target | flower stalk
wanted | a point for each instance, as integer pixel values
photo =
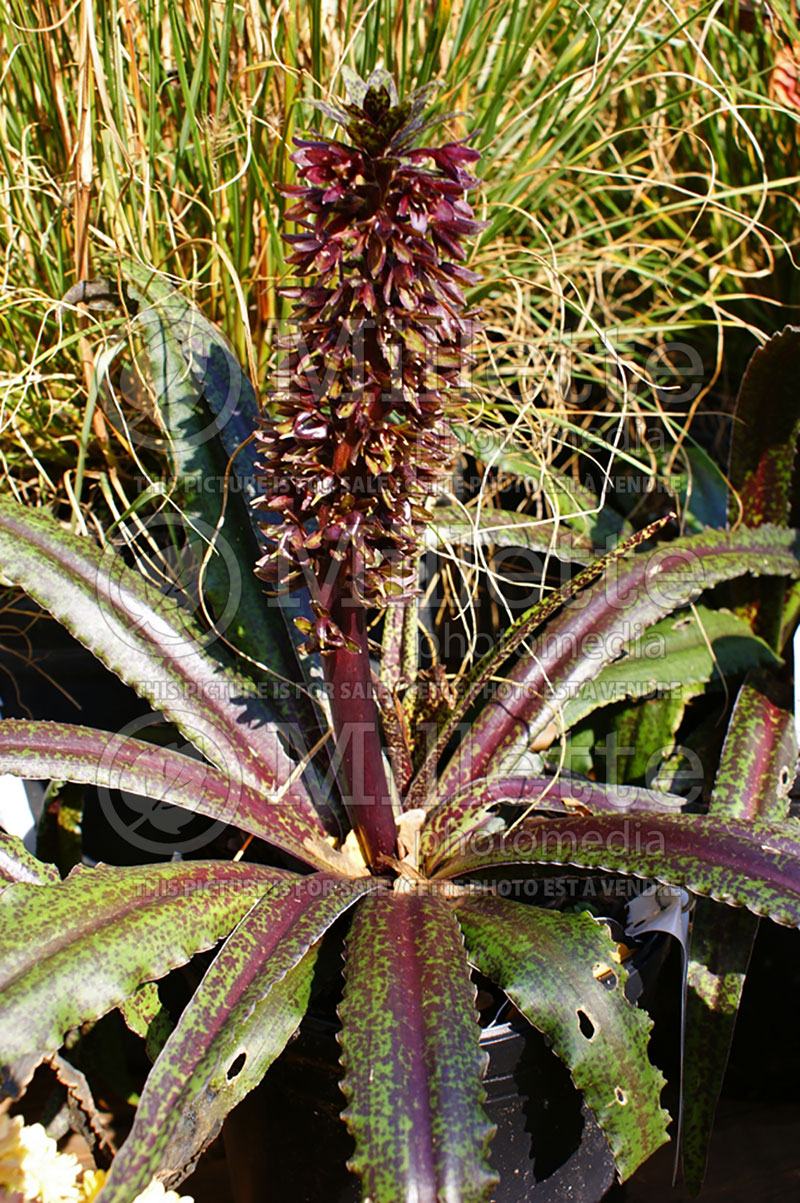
(371, 377)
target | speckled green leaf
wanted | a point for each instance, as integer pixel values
(18, 865)
(764, 436)
(144, 1014)
(450, 825)
(445, 718)
(645, 736)
(507, 528)
(591, 630)
(70, 952)
(758, 760)
(107, 760)
(209, 410)
(561, 971)
(680, 655)
(247, 1007)
(148, 641)
(753, 781)
(410, 1053)
(756, 865)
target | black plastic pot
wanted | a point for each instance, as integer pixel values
(285, 1141)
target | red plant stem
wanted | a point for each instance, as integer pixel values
(355, 721)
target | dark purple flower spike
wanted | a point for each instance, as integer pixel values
(373, 368)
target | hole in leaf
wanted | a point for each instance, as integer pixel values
(236, 1066)
(587, 1026)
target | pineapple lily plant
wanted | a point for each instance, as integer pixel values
(415, 829)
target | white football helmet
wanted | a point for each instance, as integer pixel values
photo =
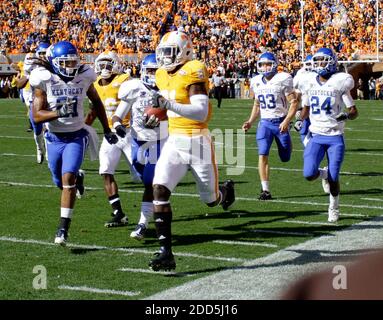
(107, 64)
(28, 63)
(175, 48)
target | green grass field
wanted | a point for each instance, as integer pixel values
(206, 240)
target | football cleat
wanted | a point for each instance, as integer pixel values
(61, 237)
(119, 220)
(325, 183)
(265, 195)
(162, 260)
(230, 194)
(139, 232)
(40, 156)
(80, 184)
(333, 214)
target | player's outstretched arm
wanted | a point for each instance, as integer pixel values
(253, 116)
(198, 108)
(98, 106)
(40, 104)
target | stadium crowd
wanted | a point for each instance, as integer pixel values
(228, 33)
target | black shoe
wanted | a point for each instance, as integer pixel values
(265, 195)
(230, 194)
(80, 184)
(119, 219)
(139, 232)
(61, 237)
(163, 260)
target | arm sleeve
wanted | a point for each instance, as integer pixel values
(197, 110)
(123, 108)
(348, 100)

◆ WHAT IS NEEDED: I would like an exact copy of the lines from the one holding "target | pineapple lily plant" through the last line of the entries above, with the pictures left out.

◆ RESULT BELOW:
target | pineapple lily plant
wanted | a point for each instance, as integer pixel values
(415, 829)
target | white football helmet
wanted | a point for each instance, as integer pixel values
photo =
(107, 64)
(28, 63)
(175, 48)
target | green grass field
wanted | a point for each instance, as integer pixel values
(206, 240)
target | football cleat
wanted | a point for each instance, as integer pixel values
(61, 237)
(119, 220)
(325, 183)
(265, 195)
(162, 260)
(230, 194)
(139, 232)
(40, 156)
(80, 184)
(333, 214)
target | player's outstretched arm
wanted | a point for each instance, as integer pixel values
(253, 116)
(198, 108)
(98, 106)
(40, 104)
target | stadium crowd
wanted | a point for each instance, as integer pixel values
(228, 33)
target | black shoe
wanted | a point for each instance, as integer pixel values
(265, 195)
(230, 194)
(80, 184)
(119, 219)
(139, 232)
(61, 237)
(163, 260)
target | arm sleeve
wanted | a point for each instance, as integer pixel values
(197, 110)
(123, 108)
(348, 100)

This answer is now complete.